Would you print each of the entries below precisely as given?

Records from a collection:
****************
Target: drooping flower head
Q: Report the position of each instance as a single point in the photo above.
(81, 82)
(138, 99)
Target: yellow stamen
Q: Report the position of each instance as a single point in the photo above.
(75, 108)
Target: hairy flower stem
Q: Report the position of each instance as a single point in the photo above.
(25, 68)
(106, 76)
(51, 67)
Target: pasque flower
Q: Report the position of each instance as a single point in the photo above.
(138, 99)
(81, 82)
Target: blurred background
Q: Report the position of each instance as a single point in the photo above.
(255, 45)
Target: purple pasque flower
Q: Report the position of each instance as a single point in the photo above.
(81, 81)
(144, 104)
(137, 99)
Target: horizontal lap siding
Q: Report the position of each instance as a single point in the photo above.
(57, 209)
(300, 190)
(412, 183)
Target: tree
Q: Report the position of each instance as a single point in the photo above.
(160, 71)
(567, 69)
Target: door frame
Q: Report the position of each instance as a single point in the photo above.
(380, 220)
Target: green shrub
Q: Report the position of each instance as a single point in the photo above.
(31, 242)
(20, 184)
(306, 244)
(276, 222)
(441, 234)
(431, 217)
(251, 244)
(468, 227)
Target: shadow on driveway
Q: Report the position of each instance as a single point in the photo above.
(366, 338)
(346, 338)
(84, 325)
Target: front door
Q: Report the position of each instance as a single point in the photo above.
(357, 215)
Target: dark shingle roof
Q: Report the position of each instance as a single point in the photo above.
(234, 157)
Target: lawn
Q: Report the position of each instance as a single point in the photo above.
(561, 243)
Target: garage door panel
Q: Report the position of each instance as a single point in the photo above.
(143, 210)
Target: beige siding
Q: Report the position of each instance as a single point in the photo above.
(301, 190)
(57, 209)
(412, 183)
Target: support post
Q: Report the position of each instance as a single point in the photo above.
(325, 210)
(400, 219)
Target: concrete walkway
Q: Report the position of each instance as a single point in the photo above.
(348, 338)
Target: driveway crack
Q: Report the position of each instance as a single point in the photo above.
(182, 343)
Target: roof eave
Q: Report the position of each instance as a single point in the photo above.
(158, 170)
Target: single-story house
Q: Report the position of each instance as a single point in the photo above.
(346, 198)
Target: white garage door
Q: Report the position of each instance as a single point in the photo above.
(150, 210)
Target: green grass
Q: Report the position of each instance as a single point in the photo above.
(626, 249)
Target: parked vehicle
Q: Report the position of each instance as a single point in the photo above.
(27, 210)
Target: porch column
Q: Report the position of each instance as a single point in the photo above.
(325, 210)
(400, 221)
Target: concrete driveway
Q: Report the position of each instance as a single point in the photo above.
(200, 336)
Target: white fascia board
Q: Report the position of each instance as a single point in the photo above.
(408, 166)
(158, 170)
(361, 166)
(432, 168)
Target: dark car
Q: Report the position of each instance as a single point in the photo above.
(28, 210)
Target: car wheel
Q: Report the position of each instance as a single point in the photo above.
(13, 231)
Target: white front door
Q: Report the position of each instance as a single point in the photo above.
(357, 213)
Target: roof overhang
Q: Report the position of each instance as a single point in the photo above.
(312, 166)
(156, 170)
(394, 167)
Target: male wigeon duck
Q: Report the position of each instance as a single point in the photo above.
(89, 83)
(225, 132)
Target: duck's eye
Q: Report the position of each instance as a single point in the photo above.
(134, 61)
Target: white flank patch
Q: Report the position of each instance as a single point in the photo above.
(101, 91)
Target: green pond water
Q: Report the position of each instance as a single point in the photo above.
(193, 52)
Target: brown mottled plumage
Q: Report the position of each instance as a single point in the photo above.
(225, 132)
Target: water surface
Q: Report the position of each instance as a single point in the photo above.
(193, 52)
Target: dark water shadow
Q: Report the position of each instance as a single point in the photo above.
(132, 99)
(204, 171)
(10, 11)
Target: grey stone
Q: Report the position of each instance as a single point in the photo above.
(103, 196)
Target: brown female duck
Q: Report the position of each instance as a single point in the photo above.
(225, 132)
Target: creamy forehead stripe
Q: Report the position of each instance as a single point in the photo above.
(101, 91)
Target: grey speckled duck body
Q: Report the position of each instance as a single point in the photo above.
****************
*ANSWER SPACE*.
Target: drooping flower head
Q: Report the position of each instance as a single point in the photo above.
(81, 82)
(138, 99)
Target: yellow stamen
Q: Report the position of each instance as a single point in the photo above.
(75, 108)
Target: hairy flower stem
Q: Report the position of each instance as a single point in the photo above.
(25, 68)
(106, 76)
(51, 67)
Target: pasque flower
Q: Report the position of each instance as a single point in the photo above.
(138, 99)
(81, 82)
Target: blurred background
Q: Report the position of each instance as a single point in the photo above.
(255, 45)
Target: purple pasque flower
Q: Report the position of each instance as a single point in the photo above.
(81, 81)
(144, 104)
(137, 99)
Target: horizontal lap siding
Q: Report the position of each instance as a single point in the photo above.
(57, 209)
(300, 190)
(412, 183)
Target: tree
Q: Report the position of each instance as a single point in the photo above.
(160, 71)
(567, 69)
Target: door frame
Q: Report the position of each instance as a single point in the photo above.
(380, 220)
Target: green shrub
Q: Report the position of each instance as a single point in the photo above.
(31, 242)
(20, 184)
(306, 244)
(276, 222)
(441, 234)
(431, 217)
(251, 244)
(468, 227)
Target: shadow on driveway
Q: Report the position of each instance as a single point in the photo above.
(366, 338)
(346, 338)
(84, 325)
Target: front door
Q: Report the position of each instance as a single point in the photo above.
(357, 215)
Target: dark shingle roof
Q: Report the position of each instance as a single point in the photo above.
(234, 157)
Target: lawn
Q: Report the position of each instance as a single point in the photo above.
(561, 243)
Target: garage door panel
Q: Report the position of each instance as a single point in the photo above.
(143, 210)
Target: beige siding
Q: Report the position of each instance as a single point in the photo above.
(301, 190)
(57, 209)
(412, 183)
Target: support post
Q: Report the position of each instance as a single point in the photo above.
(325, 210)
(400, 219)
Target: concrete walkway
Q: Report the position of each instance as a single point in the photo above.
(348, 338)
Target: driveway crack
Q: Report the position of each instance as a single point in the photo above.
(182, 343)
Target: roof eave
Q: Report the position of each instance as a single point in the photo above.
(158, 170)
Target: single-story house
Q: Report the position of each instance as a single point in the photo above.
(346, 198)
Target: white garage door
Q: Report the position of each instance as a single point in the photo above.
(150, 210)
Target: green grass
Q: Report the position of each instance as a single point in the photo above.
(626, 249)
Target: parked vehicle
Q: Report the position of each instance as a single point in the photo above.
(27, 210)
Target: porch column
Q: Report the position of each instance as a single point in the photo above.
(325, 210)
(400, 221)
Target: concrete driveway
Q: Report the position of each instance as a single point in the photo above.
(200, 336)
Target: white fascia board
Q: Report the position of each instance as a single point in the photo above.
(408, 166)
(158, 170)
(361, 166)
(432, 168)
Target: dark car
Q: Report the position of each instance as a single point in the photo above.
(28, 210)
Target: car wheel
Q: Report the position of each instance as a single point in the photo above.
(13, 231)
Target: white front door
Q: Report the position of each instance as a single point in the photo above.
(357, 213)
Target: roof overhang
Q: Report the position of each instance as a single point in the photo above.
(312, 166)
(156, 170)
(394, 167)
Target: male wigeon duck
Q: Report the position of each instance as a single point in the photo above.
(89, 83)
(225, 132)
Target: duck's eye
Q: Report the position of each instance as a single point in the photo above.
(134, 61)
Target: white flank patch
Q: Report the position of each instance as a single point in the photo above.
(101, 91)
Target: green pond water
Q: Report the position of each instance as a single point in the photo above.
(193, 52)
Target: brown mottled plumage
Q: Report the position of each instance as a single point in the photo above.
(225, 132)
Target: water surface
Q: Report the position of each instance as a single point in the photo above.
(193, 52)
Target: dark water shadow
Q: Report the position of each instance as a single point in the photo above.
(132, 99)
(204, 171)
(10, 11)
Target: grey stone
Q: Report the position of each instance as a single point in the photo above.
(103, 196)
Target: brown female duck
Q: Report the position of each instance as a single point in the photo above.
(225, 132)
Target: creamy forehead stripe
Q: Report the position of each instance as a single point in the photo above.
(101, 91)
Target: grey speckled duck body
Q: Report the position of each instance as a single point in the photo above.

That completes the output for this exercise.